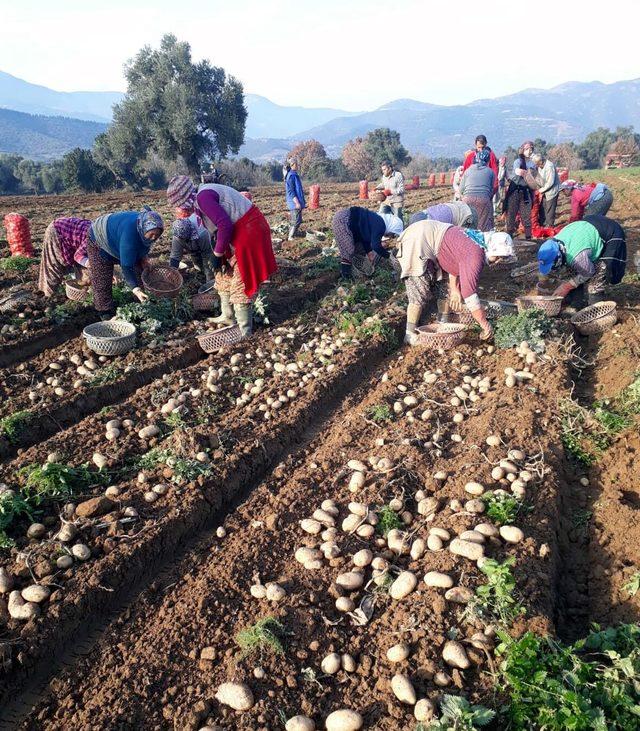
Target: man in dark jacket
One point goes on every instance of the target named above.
(295, 195)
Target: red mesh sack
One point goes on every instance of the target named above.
(314, 196)
(18, 234)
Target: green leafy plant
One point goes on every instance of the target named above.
(18, 264)
(388, 520)
(379, 413)
(263, 636)
(530, 325)
(501, 508)
(632, 587)
(459, 715)
(13, 426)
(495, 601)
(592, 685)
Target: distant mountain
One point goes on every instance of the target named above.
(267, 119)
(566, 112)
(44, 138)
(34, 99)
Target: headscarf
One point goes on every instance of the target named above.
(148, 220)
(181, 192)
(393, 224)
(185, 229)
(482, 158)
(549, 255)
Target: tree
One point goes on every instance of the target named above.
(174, 108)
(384, 144)
(307, 152)
(595, 146)
(356, 158)
(566, 155)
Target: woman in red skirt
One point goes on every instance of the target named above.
(244, 256)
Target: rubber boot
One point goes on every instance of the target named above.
(244, 316)
(226, 316)
(413, 318)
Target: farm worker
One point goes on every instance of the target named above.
(518, 198)
(120, 238)
(392, 186)
(358, 233)
(471, 157)
(427, 250)
(498, 196)
(587, 199)
(243, 254)
(295, 195)
(456, 213)
(189, 236)
(477, 187)
(64, 249)
(595, 251)
(545, 180)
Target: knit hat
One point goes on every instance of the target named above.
(393, 224)
(181, 191)
(548, 254)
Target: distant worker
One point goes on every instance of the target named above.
(243, 252)
(123, 238)
(392, 186)
(456, 213)
(358, 233)
(588, 199)
(518, 196)
(190, 237)
(295, 195)
(470, 158)
(429, 249)
(594, 250)
(64, 250)
(477, 188)
(548, 185)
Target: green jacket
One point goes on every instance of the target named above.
(579, 236)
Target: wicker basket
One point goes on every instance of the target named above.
(75, 292)
(595, 318)
(550, 305)
(204, 301)
(216, 339)
(443, 335)
(112, 337)
(525, 271)
(162, 281)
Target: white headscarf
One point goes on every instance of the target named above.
(393, 224)
(498, 243)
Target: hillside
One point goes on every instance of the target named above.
(44, 138)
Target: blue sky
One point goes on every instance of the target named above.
(350, 54)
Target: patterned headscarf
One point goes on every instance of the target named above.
(148, 220)
(181, 192)
(482, 158)
(185, 229)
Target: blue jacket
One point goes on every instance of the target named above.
(293, 189)
(126, 243)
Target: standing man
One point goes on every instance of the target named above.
(294, 194)
(480, 145)
(392, 186)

::::::::::

Lay out every line of the records above as a JSON list of strings, one string per line, leaving out blank lines and the picture lines.

[
  "Target: man in dark jacket",
  "One point goes on every instance of the target named above.",
  "(295, 195)",
  "Target: red mesh sack",
  "One point goes on every instance of the target named above.",
  "(314, 196)",
  "(18, 234)",
  "Target: green leafy plant",
  "One point goes on every instance of the target named above.",
  "(18, 264)",
  "(388, 520)",
  "(379, 413)",
  "(263, 636)",
  "(530, 325)",
  "(501, 508)",
  "(632, 587)",
  "(459, 715)",
  "(13, 426)",
  "(495, 601)",
  "(592, 685)",
  "Target: distant mountain",
  "One point goes on every instance of the target named above.",
  "(267, 119)",
  "(566, 112)",
  "(44, 138)",
  "(34, 99)",
  "Target: headscarf",
  "One point goes on every instance of the target named above.",
  "(148, 220)",
  "(181, 192)",
  "(393, 224)",
  "(185, 229)",
  "(482, 158)",
  "(549, 255)",
  "Target: tree",
  "One point goes on every instance of the target named above.",
  "(174, 108)",
  "(384, 144)",
  "(307, 152)",
  "(595, 146)",
  "(356, 158)",
  "(566, 155)",
  "Target: woman in red skirt",
  "One point goes on every instance of the target named above.",
  "(244, 256)",
  "Target: rubber boot",
  "One point goes on every instance of the target named above.",
  "(244, 316)",
  "(226, 316)",
  "(413, 318)",
  "Target: farm worker",
  "One point goes on every instance of the target named above.",
  "(518, 198)",
  "(120, 238)",
  "(392, 186)",
  "(358, 233)",
  "(471, 157)",
  "(427, 250)",
  "(498, 196)",
  "(587, 199)",
  "(243, 254)",
  "(295, 195)",
  "(456, 213)",
  "(189, 236)",
  "(477, 187)",
  "(64, 249)",
  "(595, 251)",
  "(545, 180)",
  "Target: knit hat",
  "One point goes on every instance of the target named above.",
  "(393, 224)",
  "(181, 191)",
  "(548, 254)",
  "Target: distant worker",
  "One point goes on every instance of the target named above.",
  "(243, 252)",
  "(123, 238)",
  "(392, 186)",
  "(456, 213)",
  "(358, 233)",
  "(588, 199)",
  "(518, 196)",
  "(190, 237)",
  "(295, 195)",
  "(470, 158)",
  "(429, 249)",
  "(594, 250)",
  "(64, 250)",
  "(477, 188)",
  "(548, 185)",
  "Target: green jacket",
  "One point goes on every instance of the target named above.",
  "(579, 236)",
  "Target: wicker basket",
  "One point goes on every instance of the target named above.",
  "(75, 292)",
  "(595, 318)",
  "(550, 305)",
  "(204, 301)",
  "(216, 339)",
  "(443, 335)",
  "(112, 337)",
  "(525, 271)",
  "(162, 281)",
  "Target: white headscarf",
  "One point goes on every instance of the target named above.",
  "(393, 224)",
  "(498, 243)",
  "Target: hillside",
  "One point goes on every instance of the target named above.",
  "(44, 138)",
  "Target: blue sky",
  "One point goes on every instance of the target named above.",
  "(350, 54)",
  "Target: patterned headscarf",
  "One point goes on every instance of the target named above.",
  "(148, 220)",
  "(181, 192)",
  "(482, 158)",
  "(185, 229)",
  "Target: blue jacket",
  "One point goes on every instance of the target named above.",
  "(293, 189)",
  "(126, 243)",
  "Target: standing man",
  "One point goes on every instance of the target named above.",
  "(294, 194)",
  "(480, 145)",
  "(392, 186)"
]